[Task statement]
Leave every picture out and write out the records below exactly.

[Provided records]

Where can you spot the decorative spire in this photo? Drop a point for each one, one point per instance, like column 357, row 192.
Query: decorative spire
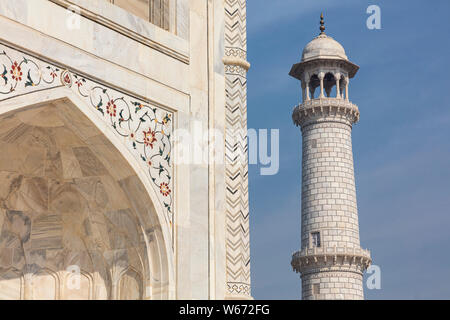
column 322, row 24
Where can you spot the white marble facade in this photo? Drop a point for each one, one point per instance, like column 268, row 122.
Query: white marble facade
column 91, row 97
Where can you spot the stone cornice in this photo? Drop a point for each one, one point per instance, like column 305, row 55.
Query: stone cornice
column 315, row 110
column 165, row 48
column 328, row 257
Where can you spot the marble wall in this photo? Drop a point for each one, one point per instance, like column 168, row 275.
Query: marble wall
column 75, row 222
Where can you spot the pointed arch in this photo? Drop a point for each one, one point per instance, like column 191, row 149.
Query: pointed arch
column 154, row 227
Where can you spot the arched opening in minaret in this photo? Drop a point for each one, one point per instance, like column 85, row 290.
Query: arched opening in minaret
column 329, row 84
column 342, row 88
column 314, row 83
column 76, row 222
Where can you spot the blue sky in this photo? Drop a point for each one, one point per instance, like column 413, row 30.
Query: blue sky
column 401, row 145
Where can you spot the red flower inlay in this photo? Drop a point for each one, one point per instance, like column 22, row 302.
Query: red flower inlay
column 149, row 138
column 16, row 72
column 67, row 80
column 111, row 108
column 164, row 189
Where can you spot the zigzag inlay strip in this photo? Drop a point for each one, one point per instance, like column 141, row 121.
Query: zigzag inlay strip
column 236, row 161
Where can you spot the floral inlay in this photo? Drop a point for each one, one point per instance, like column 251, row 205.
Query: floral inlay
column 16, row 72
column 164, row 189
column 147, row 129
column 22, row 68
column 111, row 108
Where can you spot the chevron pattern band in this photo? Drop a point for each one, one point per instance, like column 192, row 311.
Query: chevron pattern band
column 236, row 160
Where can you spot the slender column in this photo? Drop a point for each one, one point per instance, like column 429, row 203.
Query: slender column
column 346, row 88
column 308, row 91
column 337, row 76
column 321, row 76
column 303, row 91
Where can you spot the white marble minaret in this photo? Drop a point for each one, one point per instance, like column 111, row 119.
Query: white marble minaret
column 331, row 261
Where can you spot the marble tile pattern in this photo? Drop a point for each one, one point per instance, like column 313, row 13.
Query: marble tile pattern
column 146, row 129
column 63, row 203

[The completed task]
Where can you spot the decorative spire in this photo? Drop a point for each one, one point per instance, like column 357, row 192.
Query: decorative spire
column 322, row 24
Where can you spot the white marble facade in this photo? Drop a point for each one, one point per instance, like column 268, row 122.
Query: white marble facade
column 91, row 97
Where can you spot the stone cornice in this photo? Drop a point for each one, one point per instance, like column 305, row 55.
Query: stone cornice
column 315, row 110
column 165, row 48
column 328, row 257
Where can you spot the marble wall in this photo? Drop a point for each one, one point per instance, like column 168, row 275.
Query: marble wall
column 75, row 222
Where can you spot the pointed arch in this photo? Drop a point for each one, one point per instance, like column 191, row 149.
Query: pointed arch
column 154, row 227
Where can you spot the arched opening in minaret in this photo? Drop a point for each one, one point per instance, like column 85, row 290.
Query: arched opening in minaret
column 329, row 84
column 342, row 88
column 314, row 83
column 76, row 222
Where can you spot the blue sky in this photo? Drop a point for each one, one point per instance, like column 413, row 30.
Query: blue sky
column 401, row 145
Where can you spot the red flower inlay in this photo? Drop a point for each one, one point per instance, like column 22, row 302.
Query: red flower inlay
column 149, row 138
column 16, row 72
column 67, row 80
column 111, row 108
column 164, row 189
Where can you spot the zigzag inlay strip in this photo? Drop a point for each one, one point per instance, like column 141, row 121.
Query: zigzag inlay strip
column 236, row 161
Where can you spot the floral inlay in this photo? Drop a point for each one, one point per instance, like column 251, row 205.
Query: floral inlay
column 16, row 72
column 164, row 189
column 147, row 129
column 22, row 68
column 111, row 108
Where can you spot the chevron pattern band in this photo? Drop a point for each one, one point per instance, like column 192, row 311.
Query: chevron pattern band
column 236, row 160
Where can you spot the slender column in this photo? Drop a point for each one, one point per instance, like column 429, row 203.
Query: slender column
column 346, row 88
column 308, row 91
column 337, row 76
column 321, row 76
column 303, row 91
Where can you spot the white marble minaret in this photo? Drop a point for each one, one point per instance, like column 111, row 119.
Query: white marble minaret
column 331, row 261
Where can you spot the marble tile pattern in this photo? Drop a point for each one, one point per instance, like column 313, row 13.
Query: marble tile pattern
column 146, row 129
column 63, row 203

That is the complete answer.